··· TEXTE EXTRAIT ···

Yohan : Quand j’étais ado, j’allais au match de temps en temps avec mon père ou avec des copains. Vers 18 ans, je suis devenu petit à petit ce qu’on appelle un « ultra » et je consacrais beaucoup de temps et d’argent à ma passion. Pendant plusieurs années, j’ai fait entre 10 et 15 déplacements par an dans toute la France pour soutenir l’équipe. Puis j’ai pris du recul, mon boulot ne me permettait plus d’aller régulièrement au match et j’ai fondé une famille. Maintenant je suis toujours abonné mais je ne vais plus au stade pour boire des bières et faire le con entre potes. J’y vais tranquillement en famille comme le père de famille que je suis devenu. La passion est toujours là mais elle est différente.

Mathias :  J’ai été abonné à l’âge de 8 ans jusqu’à mes 19 ans dans 3 tribunes différentes. A mes 20 ans j’ai été interdit de stade 1 an pour des incidents lors d’un déplacement à Caen. Depuis je ne fais partie d’aucun groupe officiel ( rires ), donc pour certains matchs plus ou moins animés ça se passe entre copains.  C’est une autre façon de représenter sa ville, son club ou son groupe avec des comportements qui ne sont pas compris et qui ne plaisent pas et c’est tant mieux !

Christophe : J’ai fait partie de la branche ultra de Guingamp, en étant membre de feu la « New School Gwengamp ». Animations en tous genres, déplacements aux 4 coins de la France (et de l’Europe pour certains de mes amis) étaient ma manière de montrer ma fidélité au club. Maintenant je retourne de temps à autre au stade, quand j’ai le temps et l’envie. A vrai dire, après je ne sais plus combien d’années de Ligue 2 et donc de matchs ennuyeux et surtout de matchs le vendredi soir, on s’en lasse.

Antoine : 
Je suis ça de plus loin maintenant, j’aime le football, le jeu, mais je n’aime pas ce qu’il représente, même Guingamp que l’on présente comme le petit club sans le sous n’a pas tant de mérite que ça, soutenu par les bénéfices de la malbouffe vendue par Celtigel. L’épisode de la qualification de Kerbrat (qui aurait dû être logiquement suspendu) montre bien le manque d’éthique en très haut lieu où l’on se fout des règlements, à Guingamp pas moins qu’ailleurs.

Comme supporter je suis passé par les extrêmes. Investi dans le club en tant que fondateur du site internet, j’ai vécu pendant plusieurs années la vie du club de l’intérieur, avec des déplacements avec les joueurs, les interviews d’après match…

Mais j’ai aussi beaucoup vécu le côté supporter ultra , via la new school NSG’03 à partir des année 2003 en latérale ouest, faisant des heures de trajets en voiture, en train, en stop, pour assister à des matchs tous pourris dans des coins glauques. Avec le recul je trouve cela ridicule et je suis bien content de m’être éloigné de ce milieu, la vie est trop courte pour consacrer tout son temps à des guignols en short qui pour la très grande majorité n’en n’ont rien à battre du maillot qu’ils portent.

··· DONNÉES FOURNIES ···

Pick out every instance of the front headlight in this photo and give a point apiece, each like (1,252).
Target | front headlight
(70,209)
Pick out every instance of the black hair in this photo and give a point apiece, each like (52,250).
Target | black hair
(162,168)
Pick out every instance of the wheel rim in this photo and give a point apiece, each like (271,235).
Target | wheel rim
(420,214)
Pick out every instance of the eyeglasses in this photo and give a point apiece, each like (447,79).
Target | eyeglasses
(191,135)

···

> **EXERCICE 1**:
Répondez aux questions suivantes d'après les témoignages de supporters :
(a) Combien de déplacements par an Yohan a-t-il effectués pendant plusieurs années ?
(b) Pendant combien de temps Mathias a-t-il été interdit de stade ?
(c) De quoi Antoine a-t-il été le fondateur au sein du club ?
> **EXERCICE 2**: D'après les témoignages de supporters, pourquoi Yohan a-t-il pris du recul ?
> **EXERCICE 3**: Rédigez la suite des témoignages de supporters, en commençant après la dernière phrase d'Antoine.
La liste ci-dessus n'a aucun lien avec les témoignages de supporters.

> **RÉPONSE PRODUITE 1**:
(a) Entre 10 et 15 déplacements par an.
(b) Pendant 1 an.
(c) Du site internet du club.

> **RÉPONSE PRODUITE 2**: Son travail ne lui permettait plus d'aller régulièrement au match, et il a fondé une famille.

> **RÉPONSE PRODUITE 3**:
Breizh-info.com : Une anecdote, un souvenir qui vous a particulièrement marqué dans votre vie de supporteur ?

Samuel : Avant, j’étais ce qu’on appelle un « ultra ». Mais avec la répression à notre encontre (interdictions de stade, pas d’animations en tribune, …) et aussi en prenant de l’âge, je suis devenu un supporteur qui encourage simplement son équipe dans le respect de l’arbitre et des joueurs adverses.

Yannick : Je me rappellerai toujours de la victoire contre Marseille en quart de finale de la Coupe de la Ligue en 95, avec un but de Charles-Edouard Coridon. Un de mes plus beaux souvenirs de gamin. Plus récemment, quelques Guingamp-Brest ont été intéressants niveau football, mais ont donné également lieu à quelques échanges d’amabilité viriles avec les supporteurs brestois.

Yohan : Rennes a rarement réussi face à Guingamp. C’est pour ça qu’on peut dire que la victoire 6 à 1 à Roudourou en 2001 reste mythique. C’est le genre de victoire écrasante qu’on voit une fois tous les 20 ans alors dans un derby, c’est particulièrement fort. C’était carrément une démonstration de football. C’était énorme mais ça commence à dater. J’espère que le match de samedi effacera un peu ce souvenir. Même une victoire 1-0 avec un but du genou, je prends.

Mathias :  Quand tu vas en déplacement avec les potes en voiture, car, minibus ou train, des anecdotes tu en as des tonnes surtout quand tu as des potes un peu trop débiles. Mais je me rappelle plus particulièrement  :
–  D’un déplacement à Toulouse ou on a passé le weekend dans un camping naturiste, à une certaine heure les responsables du camping ont regretté d’avoir accepté des gens comme nous .
– Un déplacement à Auxerre où les patrons de bars se souviennent encore de notre passage.

Christophe : Mes meilleurs souvenirs sont ceux de l’ancien Roudourou, et puis des matchs en Argentine et au Chili.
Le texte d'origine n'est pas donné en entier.